Source records:
━━━━━━━━━━━━━━━━

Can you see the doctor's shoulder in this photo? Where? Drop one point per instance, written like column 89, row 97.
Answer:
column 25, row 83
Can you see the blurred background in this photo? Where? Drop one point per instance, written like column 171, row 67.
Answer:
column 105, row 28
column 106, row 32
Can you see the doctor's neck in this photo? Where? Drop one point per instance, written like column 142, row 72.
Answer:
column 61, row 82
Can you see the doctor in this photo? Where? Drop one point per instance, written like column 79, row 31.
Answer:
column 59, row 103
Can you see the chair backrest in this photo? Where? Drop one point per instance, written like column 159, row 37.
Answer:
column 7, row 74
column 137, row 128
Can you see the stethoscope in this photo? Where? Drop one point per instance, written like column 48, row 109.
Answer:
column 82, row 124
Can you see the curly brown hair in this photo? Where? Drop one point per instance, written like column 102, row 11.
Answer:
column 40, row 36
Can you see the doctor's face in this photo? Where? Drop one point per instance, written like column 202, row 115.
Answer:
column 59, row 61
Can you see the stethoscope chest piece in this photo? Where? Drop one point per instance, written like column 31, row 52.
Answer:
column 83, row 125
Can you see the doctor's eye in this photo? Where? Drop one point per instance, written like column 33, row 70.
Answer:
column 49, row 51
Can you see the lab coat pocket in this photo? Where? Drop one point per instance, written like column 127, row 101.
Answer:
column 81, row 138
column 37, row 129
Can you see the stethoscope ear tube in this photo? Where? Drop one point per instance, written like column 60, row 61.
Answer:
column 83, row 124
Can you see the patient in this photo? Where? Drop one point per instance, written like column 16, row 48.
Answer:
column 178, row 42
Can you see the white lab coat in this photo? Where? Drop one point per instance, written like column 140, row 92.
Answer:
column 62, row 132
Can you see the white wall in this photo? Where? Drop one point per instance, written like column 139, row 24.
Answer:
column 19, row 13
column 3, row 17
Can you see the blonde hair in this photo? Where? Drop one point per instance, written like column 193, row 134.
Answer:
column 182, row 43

━━━━━━━━━━━━━━━━

Assignment: The records above should be transcribed in full, with no differences.

Exercise result:
Can you see the doctor's shoulder in this photo? Where? Drop one point per instance, written like column 89, row 97.
Answer:
column 25, row 83
Can you see the blurred background in this photo? Where? Drop one point per instance, written like column 171, row 67.
Answer:
column 105, row 28
column 106, row 32
Can you see the doctor's neck in this photo? Where? Drop one point per instance, written like column 142, row 72.
Answer:
column 61, row 82
Can you see the doctor in this photo? Where? Drop one point per instance, written like column 79, row 31.
Answer:
column 59, row 103
Can you see the chair backrest in this photo? Where? Drop one point per instance, written like column 159, row 37.
Answer:
column 7, row 74
column 137, row 128
Can you see the stethoscope in this photo? Where? Drop one point per instance, written like column 48, row 109.
Answer:
column 82, row 124
Can you see the curly brown hair in this photo? Where? Drop one point per instance, written like column 102, row 11.
Answer:
column 40, row 36
Can you see the doctor's face in this photo? Where? Drop one point per instance, written like column 202, row 115.
Answer:
column 59, row 61
Can you see the stethoscope chest piece in this photo? Where? Drop one point per instance, written like column 31, row 52.
Answer:
column 83, row 125
Can you see the doctor's eye in this photo? Where? Drop one point per instance, written like column 33, row 70.
Answer:
column 49, row 51
Can you see the lab coat pocket in this photo? Where? Drop one point per instance, written like column 127, row 101.
Answer:
column 81, row 138
column 37, row 129
Can you see the stethoscope ear tube in this photo? Where? Drop one point per instance, written like column 60, row 61.
Answer:
column 83, row 124
Can you see the patient in this photo? Where? Drop one point per instance, written like column 16, row 48.
Answer:
column 178, row 42
Can you see the white lab coat in this photo? Where? Drop one point per instance, written like column 140, row 92.
Answer:
column 62, row 132
Can you see the white wall in this photo? Where? Drop one point per instance, written like column 139, row 24.
Answer:
column 19, row 13
column 3, row 17
Can you see the blonde hair in this photo? Where? Drop one point per instance, written like column 193, row 134.
Answer:
column 182, row 43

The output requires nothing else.